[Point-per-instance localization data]
+ + + +

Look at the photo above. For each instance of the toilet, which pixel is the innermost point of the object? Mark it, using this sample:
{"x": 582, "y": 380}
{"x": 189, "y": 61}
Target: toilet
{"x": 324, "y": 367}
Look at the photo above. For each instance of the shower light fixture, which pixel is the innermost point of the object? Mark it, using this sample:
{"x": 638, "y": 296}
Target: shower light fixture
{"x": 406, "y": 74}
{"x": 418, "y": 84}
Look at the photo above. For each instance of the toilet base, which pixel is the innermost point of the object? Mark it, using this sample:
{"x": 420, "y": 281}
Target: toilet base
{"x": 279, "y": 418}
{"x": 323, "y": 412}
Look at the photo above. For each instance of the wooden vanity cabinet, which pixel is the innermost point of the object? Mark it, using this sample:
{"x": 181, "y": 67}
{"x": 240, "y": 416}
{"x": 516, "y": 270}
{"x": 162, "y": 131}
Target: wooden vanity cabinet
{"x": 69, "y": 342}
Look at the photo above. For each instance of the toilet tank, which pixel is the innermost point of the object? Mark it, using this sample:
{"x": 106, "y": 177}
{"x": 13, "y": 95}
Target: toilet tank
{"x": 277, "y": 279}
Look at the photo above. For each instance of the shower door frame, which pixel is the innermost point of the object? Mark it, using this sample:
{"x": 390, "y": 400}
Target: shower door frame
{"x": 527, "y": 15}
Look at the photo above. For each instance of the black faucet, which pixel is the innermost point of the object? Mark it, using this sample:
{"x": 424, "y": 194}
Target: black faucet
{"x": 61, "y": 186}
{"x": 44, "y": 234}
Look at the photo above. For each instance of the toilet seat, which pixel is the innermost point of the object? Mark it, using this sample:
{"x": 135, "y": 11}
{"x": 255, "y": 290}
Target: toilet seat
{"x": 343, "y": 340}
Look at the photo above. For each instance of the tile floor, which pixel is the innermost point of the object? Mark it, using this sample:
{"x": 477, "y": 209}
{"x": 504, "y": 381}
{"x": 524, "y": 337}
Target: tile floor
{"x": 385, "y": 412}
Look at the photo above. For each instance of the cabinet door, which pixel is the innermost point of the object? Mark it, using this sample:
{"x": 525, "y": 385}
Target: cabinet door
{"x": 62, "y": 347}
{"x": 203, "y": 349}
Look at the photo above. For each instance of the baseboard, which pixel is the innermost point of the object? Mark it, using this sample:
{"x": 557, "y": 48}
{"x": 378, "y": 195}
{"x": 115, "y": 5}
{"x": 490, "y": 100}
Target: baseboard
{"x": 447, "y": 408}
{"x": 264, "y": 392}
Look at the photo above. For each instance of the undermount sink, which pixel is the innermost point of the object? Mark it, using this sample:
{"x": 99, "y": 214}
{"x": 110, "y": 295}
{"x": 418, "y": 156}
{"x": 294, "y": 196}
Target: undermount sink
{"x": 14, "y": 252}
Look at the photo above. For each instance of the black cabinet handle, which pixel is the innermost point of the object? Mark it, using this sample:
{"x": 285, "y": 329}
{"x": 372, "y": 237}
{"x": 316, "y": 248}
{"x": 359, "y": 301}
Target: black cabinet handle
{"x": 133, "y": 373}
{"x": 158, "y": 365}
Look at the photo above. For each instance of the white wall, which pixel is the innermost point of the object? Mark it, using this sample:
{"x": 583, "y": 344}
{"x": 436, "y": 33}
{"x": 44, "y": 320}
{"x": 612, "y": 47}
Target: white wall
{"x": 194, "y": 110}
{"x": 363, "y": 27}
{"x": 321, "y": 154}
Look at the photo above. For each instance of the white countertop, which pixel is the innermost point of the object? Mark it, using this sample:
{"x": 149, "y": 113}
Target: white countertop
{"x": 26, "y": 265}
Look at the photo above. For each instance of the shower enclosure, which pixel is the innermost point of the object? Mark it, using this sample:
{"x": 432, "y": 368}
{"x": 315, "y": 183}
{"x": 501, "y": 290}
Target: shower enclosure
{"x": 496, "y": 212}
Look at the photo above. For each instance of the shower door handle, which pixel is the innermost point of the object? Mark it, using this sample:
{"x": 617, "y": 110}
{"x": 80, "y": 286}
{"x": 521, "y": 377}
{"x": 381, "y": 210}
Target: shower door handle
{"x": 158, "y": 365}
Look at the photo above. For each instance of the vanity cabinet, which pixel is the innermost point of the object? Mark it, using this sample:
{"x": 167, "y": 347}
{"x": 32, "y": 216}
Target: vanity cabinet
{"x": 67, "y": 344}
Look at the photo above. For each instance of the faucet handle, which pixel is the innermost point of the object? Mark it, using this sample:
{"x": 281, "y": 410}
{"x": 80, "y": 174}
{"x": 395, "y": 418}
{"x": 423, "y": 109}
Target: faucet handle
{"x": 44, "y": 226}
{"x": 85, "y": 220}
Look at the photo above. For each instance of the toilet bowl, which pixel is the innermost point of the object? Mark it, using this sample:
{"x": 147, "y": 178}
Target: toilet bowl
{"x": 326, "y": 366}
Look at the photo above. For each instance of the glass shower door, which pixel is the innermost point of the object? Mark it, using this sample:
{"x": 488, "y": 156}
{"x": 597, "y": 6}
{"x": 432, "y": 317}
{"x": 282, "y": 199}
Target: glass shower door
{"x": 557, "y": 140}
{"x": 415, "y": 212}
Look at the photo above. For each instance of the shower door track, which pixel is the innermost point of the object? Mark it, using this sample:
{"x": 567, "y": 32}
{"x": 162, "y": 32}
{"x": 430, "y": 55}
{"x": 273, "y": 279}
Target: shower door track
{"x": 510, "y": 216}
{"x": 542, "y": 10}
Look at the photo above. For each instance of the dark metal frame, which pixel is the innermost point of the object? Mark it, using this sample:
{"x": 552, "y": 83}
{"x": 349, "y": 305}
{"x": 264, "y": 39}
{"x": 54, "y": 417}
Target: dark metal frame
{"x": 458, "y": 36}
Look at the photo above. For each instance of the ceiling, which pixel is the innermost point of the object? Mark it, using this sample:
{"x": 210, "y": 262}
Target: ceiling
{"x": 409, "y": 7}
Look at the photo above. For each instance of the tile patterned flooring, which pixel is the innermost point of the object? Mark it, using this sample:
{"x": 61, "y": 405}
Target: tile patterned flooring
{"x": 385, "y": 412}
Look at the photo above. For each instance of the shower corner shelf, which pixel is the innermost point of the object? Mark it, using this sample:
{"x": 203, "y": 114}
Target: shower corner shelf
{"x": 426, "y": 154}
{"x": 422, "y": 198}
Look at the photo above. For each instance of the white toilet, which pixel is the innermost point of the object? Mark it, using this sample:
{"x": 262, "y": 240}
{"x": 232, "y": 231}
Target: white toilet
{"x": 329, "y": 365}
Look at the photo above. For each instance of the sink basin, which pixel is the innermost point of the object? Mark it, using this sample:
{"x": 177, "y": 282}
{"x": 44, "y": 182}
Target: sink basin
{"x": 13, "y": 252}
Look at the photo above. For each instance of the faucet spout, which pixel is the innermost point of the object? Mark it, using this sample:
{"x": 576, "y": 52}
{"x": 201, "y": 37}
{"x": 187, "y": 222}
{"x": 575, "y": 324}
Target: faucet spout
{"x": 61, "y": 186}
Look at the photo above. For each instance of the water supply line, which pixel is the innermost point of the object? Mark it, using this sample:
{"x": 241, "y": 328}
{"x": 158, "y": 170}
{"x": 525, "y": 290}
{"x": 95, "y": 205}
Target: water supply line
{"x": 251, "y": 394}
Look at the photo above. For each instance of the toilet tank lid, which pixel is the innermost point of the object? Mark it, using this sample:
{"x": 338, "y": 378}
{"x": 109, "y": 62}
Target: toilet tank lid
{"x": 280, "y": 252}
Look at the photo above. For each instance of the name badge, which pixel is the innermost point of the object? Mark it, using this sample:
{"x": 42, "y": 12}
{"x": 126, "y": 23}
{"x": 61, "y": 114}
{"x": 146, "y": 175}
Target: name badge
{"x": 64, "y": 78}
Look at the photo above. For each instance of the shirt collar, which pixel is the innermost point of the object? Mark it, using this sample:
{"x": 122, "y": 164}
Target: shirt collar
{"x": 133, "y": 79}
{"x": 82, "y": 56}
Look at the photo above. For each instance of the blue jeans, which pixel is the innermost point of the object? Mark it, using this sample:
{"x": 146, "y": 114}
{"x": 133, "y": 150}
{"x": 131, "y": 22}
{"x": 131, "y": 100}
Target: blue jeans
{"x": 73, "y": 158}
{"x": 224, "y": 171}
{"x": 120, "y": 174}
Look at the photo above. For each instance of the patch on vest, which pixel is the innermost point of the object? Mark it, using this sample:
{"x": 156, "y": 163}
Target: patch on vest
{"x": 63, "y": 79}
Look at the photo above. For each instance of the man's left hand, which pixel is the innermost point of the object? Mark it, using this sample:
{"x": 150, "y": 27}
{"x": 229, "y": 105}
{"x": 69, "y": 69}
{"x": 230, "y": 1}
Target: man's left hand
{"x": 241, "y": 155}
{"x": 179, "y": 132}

+ + + +

> [About this exercise]: Copy out exactly the lines that run from the one holding "Target: blue jeans" through the end of the data above.

> [Response to the exercise]:
Target: blue jeans
{"x": 73, "y": 158}
{"x": 224, "y": 171}
{"x": 120, "y": 174}
Look at the photo above. For each instance of the patch on vest, which pixel is the innermost point of the object? Mark it, using this sample:
{"x": 156, "y": 163}
Target: patch on vest
{"x": 63, "y": 79}
Look at the photo above. For each instance of the man's left hand, which pixel is the innermost point of the object? Mark it, using this sample:
{"x": 150, "y": 27}
{"x": 229, "y": 105}
{"x": 69, "y": 69}
{"x": 230, "y": 1}
Target: man's left hand
{"x": 241, "y": 155}
{"x": 179, "y": 132}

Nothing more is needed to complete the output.